**REQUIRED TASK A:**
List each kind of error or error rate that the cross-validation text names.
**REQUIRED TASK B:**
According to the cross-validation text, what does leave-one-out cross-validation use as the validation set?

**TEXT SEGMENT:**
━━━━━━━━━━━━━━━━━━━━
Cross Validation

The test error is the average error that results from using a statistical learning method to predict the response on a new observation. For a dataset, a statistical learning method is suitable if it gives a low test error. If a test dataset is available then the test error can be calculated but its not generally the case. Training error is calculated by applying statistical learning methods to the observations used in the training. This is quite different than the test error rate and can underestimate the test error also.

If a test dataset is unavailable then the test error rate can be found out by several ways. First some mathematical adjustments can be made to the training error rate to estimate the test error. And a subset of the training data can be kept away from model fitting and be then applied to the learning methods to get a test error.

Validation Set Approach

This method is used to estimate the test error associated with fitting a particular statistical learning method on a set of observations. It involves randomly dividing the available observations into two sets – a training set and a validation set. The training set is used to fit the model on while the fitted model is used to predict the responses for the observations in the validation set. The validation set error rate gives an estimate of the test error rate.

validation set

The division should be made so that both the subsets are of comparable sizes but it can happen in any random manner. But if the observations are divided again and again and the same learning method is used to produce the test error, then there would be some variation in the error rates produced each time.

Though conceptually simple and easy to implement, the validation set approach has some potential drawbacks:

The validation estimate of the test error rate can be highly variable depending on which observations are included in the training set and which observations are included in the validation set.
Some statistical methods don’t perform well with fewer observations. So when using the validation set approach on a subset of the observations, the error rate may tend to overestimate the test error rate for the model fit on the entire data set.

Leave-one-out-cross-validation

Leave-one-out-cross-validation (LOOCV) is related to the validation set approach but it attempts to address the drawbacks of the method.

Like the validation set approach, LOOCV involves splitting the set of observations into two parts. But instead of creating two subsets of comparable sizes, a single observation $(x_1,y_1)$ is used for the validation set and the remaining observations $(x_2,y_2),…,(x_n,y_n)$ make up the training set. The statistical learning method is fit on the n-1 training observations and a predictory $\hat{y_1}$ is made for the excluded observation. As $(x_1, y_1)$ was not used to fit the method, ${MSE_1}=(y_1-\hat{y_1})^2$ provides an approximately unbiased estimate for the test error. But as $MSE_1$ is based upon a single observation which is highly variable hence it is a poor estimate.
━━━━━━━━━━━━━━━━━━━━
**RECORDS PROVIDED:**

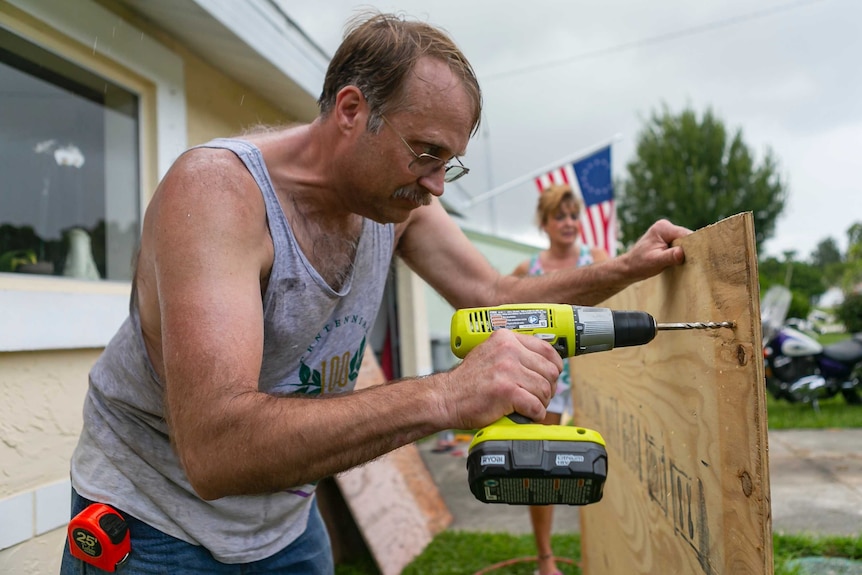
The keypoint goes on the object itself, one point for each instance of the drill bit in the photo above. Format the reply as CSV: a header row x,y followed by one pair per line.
x,y
696,325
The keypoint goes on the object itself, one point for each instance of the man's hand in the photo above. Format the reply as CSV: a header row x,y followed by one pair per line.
x,y
653,251
508,372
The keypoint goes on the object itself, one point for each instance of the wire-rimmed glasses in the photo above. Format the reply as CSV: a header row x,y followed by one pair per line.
x,y
425,164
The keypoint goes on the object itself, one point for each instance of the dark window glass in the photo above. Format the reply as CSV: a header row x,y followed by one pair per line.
x,y
69,175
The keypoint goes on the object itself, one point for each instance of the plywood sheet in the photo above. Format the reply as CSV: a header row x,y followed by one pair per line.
x,y
684,418
393,499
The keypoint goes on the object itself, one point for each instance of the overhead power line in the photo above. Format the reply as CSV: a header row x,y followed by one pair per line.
x,y
693,31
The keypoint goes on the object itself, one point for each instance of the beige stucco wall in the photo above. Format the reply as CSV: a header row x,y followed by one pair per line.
x,y
41,392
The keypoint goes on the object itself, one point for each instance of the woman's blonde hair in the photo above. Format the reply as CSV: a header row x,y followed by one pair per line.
x,y
552,199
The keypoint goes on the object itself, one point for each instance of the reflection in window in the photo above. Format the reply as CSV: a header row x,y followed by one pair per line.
x,y
69,183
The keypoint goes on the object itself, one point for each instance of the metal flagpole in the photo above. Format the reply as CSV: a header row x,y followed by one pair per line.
x,y
541,171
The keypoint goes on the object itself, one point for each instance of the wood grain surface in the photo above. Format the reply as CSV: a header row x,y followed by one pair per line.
x,y
393,500
684,418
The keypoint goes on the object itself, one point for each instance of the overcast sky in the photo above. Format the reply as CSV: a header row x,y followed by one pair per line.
x,y
560,76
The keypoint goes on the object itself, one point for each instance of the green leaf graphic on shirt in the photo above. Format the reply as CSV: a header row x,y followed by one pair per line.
x,y
356,361
310,380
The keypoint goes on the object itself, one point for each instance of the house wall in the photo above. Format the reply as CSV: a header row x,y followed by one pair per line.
x,y
43,381
504,255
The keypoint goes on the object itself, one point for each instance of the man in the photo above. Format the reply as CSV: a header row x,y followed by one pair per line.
x,y
228,392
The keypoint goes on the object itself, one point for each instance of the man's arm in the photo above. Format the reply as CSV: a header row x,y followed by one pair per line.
x,y
435,247
207,249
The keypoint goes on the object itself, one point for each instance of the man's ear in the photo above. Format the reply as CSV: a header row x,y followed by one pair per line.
x,y
351,109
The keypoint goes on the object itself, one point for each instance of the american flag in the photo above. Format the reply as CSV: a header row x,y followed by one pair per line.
x,y
590,178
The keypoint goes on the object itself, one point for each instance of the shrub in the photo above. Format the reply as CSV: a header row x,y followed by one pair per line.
x,y
850,312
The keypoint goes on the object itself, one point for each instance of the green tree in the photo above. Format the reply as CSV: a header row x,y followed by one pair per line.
x,y
690,171
827,258
826,253
853,267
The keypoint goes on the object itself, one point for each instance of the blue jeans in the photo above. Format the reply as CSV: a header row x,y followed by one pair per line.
x,y
155,553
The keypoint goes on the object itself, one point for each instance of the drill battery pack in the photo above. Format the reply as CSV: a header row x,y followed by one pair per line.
x,y
535,464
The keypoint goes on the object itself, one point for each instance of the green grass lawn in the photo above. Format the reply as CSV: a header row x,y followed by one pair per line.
x,y
834,412
469,553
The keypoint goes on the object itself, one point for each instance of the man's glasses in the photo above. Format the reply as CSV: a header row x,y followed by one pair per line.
x,y
425,164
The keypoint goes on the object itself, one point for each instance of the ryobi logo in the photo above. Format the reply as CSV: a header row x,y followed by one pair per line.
x,y
564,459
493,460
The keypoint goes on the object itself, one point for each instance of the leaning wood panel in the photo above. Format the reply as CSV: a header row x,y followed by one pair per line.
x,y
393,499
684,418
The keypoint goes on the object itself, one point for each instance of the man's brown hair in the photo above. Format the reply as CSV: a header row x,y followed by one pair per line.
x,y
377,54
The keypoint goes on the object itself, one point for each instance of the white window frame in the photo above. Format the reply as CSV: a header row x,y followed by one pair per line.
x,y
44,313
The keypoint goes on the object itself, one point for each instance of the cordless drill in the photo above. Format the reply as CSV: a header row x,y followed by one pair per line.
x,y
517,462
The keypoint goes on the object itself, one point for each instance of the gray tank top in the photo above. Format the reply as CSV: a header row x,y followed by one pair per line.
x,y
314,338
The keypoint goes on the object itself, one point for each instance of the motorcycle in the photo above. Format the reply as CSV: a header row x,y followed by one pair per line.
x,y
798,368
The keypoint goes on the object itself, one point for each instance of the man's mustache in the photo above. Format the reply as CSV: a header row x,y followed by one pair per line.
x,y
414,195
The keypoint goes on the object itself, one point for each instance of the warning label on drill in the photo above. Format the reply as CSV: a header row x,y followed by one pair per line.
x,y
522,490
518,318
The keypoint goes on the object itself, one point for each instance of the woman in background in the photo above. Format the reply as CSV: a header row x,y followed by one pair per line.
x,y
558,216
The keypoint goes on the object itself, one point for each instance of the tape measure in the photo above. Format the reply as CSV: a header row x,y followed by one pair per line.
x,y
99,535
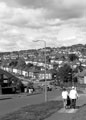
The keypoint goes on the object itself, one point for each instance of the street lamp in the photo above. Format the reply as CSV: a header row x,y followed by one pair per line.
x,y
45,67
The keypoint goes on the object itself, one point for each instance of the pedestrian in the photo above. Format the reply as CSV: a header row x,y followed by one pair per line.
x,y
73,96
68,102
64,97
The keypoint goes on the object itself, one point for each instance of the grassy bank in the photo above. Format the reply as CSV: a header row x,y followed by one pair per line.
x,y
34,112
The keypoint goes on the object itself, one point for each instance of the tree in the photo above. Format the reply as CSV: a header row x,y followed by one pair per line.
x,y
13,63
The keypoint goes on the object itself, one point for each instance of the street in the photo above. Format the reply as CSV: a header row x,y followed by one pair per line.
x,y
10,105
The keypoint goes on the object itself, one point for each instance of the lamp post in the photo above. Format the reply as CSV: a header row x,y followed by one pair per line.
x,y
45,67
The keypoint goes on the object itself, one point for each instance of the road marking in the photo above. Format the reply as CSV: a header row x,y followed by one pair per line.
x,y
63,110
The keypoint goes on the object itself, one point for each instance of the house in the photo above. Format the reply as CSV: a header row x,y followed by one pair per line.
x,y
41,75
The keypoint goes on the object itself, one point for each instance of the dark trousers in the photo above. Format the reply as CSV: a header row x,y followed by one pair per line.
x,y
73,103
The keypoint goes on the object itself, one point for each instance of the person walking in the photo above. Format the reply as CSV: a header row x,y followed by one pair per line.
x,y
64,97
73,96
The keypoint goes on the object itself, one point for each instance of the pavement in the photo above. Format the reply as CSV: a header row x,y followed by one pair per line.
x,y
67,114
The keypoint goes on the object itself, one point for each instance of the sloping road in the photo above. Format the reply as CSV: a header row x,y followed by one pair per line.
x,y
10,105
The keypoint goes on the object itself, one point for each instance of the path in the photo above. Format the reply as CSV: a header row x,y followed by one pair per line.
x,y
65,114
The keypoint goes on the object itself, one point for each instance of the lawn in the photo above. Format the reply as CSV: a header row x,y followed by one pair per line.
x,y
35,112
━━━━━━━━━━━━━━━━━━━━
**FULL ANSWER A:**
- Test error (test error rate)
- Training error (training error rate)
- Validation set error rate
- $MSE_1$

**FULL ANSWER B:**
A single observation, $(x_1,y_1)$.